__What is required__.
Pictures are to be left out, and every entry repeated exactly.

__Data supplied__.
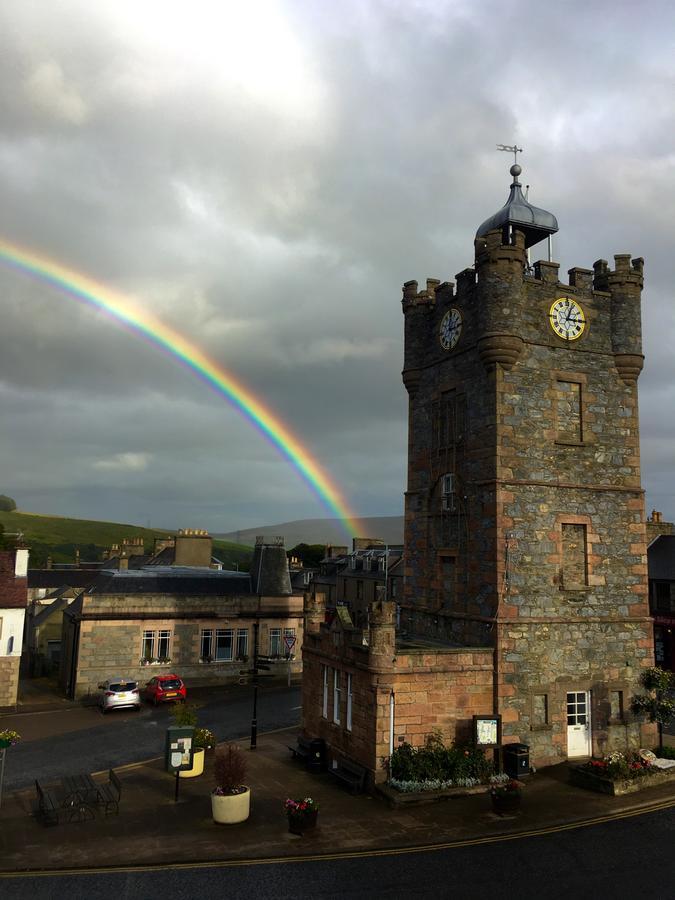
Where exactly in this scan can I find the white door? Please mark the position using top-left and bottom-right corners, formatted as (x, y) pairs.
(567, 691), (592, 757)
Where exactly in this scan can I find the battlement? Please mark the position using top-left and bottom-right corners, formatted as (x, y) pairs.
(401, 277), (448, 310)
(593, 255), (644, 291)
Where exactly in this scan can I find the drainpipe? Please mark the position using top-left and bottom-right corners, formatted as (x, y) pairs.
(389, 690), (395, 756)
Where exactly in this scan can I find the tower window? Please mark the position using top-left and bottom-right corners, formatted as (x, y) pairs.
(561, 523), (588, 588)
(556, 380), (582, 443)
(438, 555), (457, 609)
(433, 390), (465, 452)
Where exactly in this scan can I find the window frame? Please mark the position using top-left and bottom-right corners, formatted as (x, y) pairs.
(236, 628), (248, 659)
(322, 665), (328, 718)
(214, 628), (234, 661)
(333, 668), (341, 725)
(269, 628), (282, 658)
(346, 672), (353, 732)
(200, 628), (213, 660)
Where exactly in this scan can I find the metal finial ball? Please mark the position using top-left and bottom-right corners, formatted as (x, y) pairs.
(510, 164), (522, 177)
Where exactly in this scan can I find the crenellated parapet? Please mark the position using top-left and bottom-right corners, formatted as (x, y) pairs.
(593, 255), (645, 383)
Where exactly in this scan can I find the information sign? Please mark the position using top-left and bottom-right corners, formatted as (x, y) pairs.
(473, 714), (502, 749)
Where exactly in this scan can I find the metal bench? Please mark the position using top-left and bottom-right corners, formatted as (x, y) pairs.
(328, 758), (367, 794)
(35, 779), (61, 826)
(96, 769), (121, 816)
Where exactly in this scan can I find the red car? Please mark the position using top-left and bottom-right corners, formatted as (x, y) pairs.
(143, 674), (187, 705)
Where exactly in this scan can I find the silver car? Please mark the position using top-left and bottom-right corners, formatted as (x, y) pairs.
(97, 677), (141, 713)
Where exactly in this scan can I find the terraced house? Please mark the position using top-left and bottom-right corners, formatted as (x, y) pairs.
(60, 534), (303, 699)
(302, 161), (656, 783)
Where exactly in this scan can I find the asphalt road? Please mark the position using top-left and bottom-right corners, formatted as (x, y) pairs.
(2, 803), (674, 898)
(3, 683), (301, 791)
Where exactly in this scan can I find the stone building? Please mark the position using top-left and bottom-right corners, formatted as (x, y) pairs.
(302, 161), (656, 782)
(647, 529), (675, 671)
(0, 544), (29, 708)
(61, 536), (303, 699)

__Result of the task__.
Where exactly in this scan can I find the white door? Please mark the position using top-left and bottom-right corners, formatted as (x, y) pairs.
(567, 691), (592, 757)
Where exactly in this scan can I find the battlement? Please mark the position using top-left and bottom-right corners, formatted as (x, y) pairs.
(401, 277), (448, 310)
(593, 255), (644, 291)
Where exactly in this scan can I find the drainpipe? Please mark the position using top-left and bottom-right corners, formatted as (x, y) pairs.
(389, 690), (395, 756)
Where exactly in this scan can I find the tower window? Please mark the position using top-left and bottom-right corners, formatted as (x, y) pairs.
(561, 523), (588, 588)
(556, 380), (582, 443)
(438, 555), (457, 609)
(433, 390), (465, 452)
Where exactly in this scan can I find the window frame? Please mark the position using top-left and bottom-right corners, formatted as (x, y) pairs.
(236, 628), (248, 659)
(322, 665), (328, 718)
(214, 628), (234, 661)
(333, 668), (341, 725)
(269, 628), (282, 658)
(346, 672), (353, 732)
(200, 628), (213, 660)
Where exactly in this scan can I find the metal finial ball? Please mark the position using top-left and bottom-right corners, formatted as (x, y) pairs.
(510, 164), (522, 177)
Where exactly in this scan can I find the crenellated parapet? Please mark the position using top-left and bottom-right corners, formatted as (x, y) pairs.
(593, 255), (645, 383)
Where exactly in this scan can I find the information sign? Please mark the position using top-left and bottom-right corners, formatted as (x, y) pairs.
(473, 714), (502, 749)
Where exactly in this scan can I find the metal bench? Please mark the position using top-left and bottom-right corners, formatted as (x, y) pairs.
(328, 758), (367, 794)
(35, 779), (61, 826)
(96, 769), (121, 816)
Where exactly in this scan can I find the red car? Please mark the position using top-left and bottom-right corners, formatted as (x, y) pairs.
(143, 674), (187, 705)
Where exactly in this scan can I find the silver car? Please mark the position using top-left and bottom-right corners, formatted as (x, y) pairs.
(97, 677), (141, 713)
Where exactly in this scan can I find the terraced house? Please mark the position using top-left and bottom-right corners, formatted as (x, y) pairs.
(60, 534), (303, 699)
(302, 161), (656, 783)
Where exactly in this scan can I find the asphalt road? Please mark the position using top-left and bottom-right corners, formatted as (x, y) pairs.
(2, 803), (674, 898)
(3, 683), (301, 791)
Where exactly in this scan can I find the stone building? Please mark the position using top-left and bottom-right corners, formatted as (x, y) pairs.
(302, 161), (656, 782)
(647, 529), (675, 671)
(0, 544), (29, 708)
(61, 536), (303, 699)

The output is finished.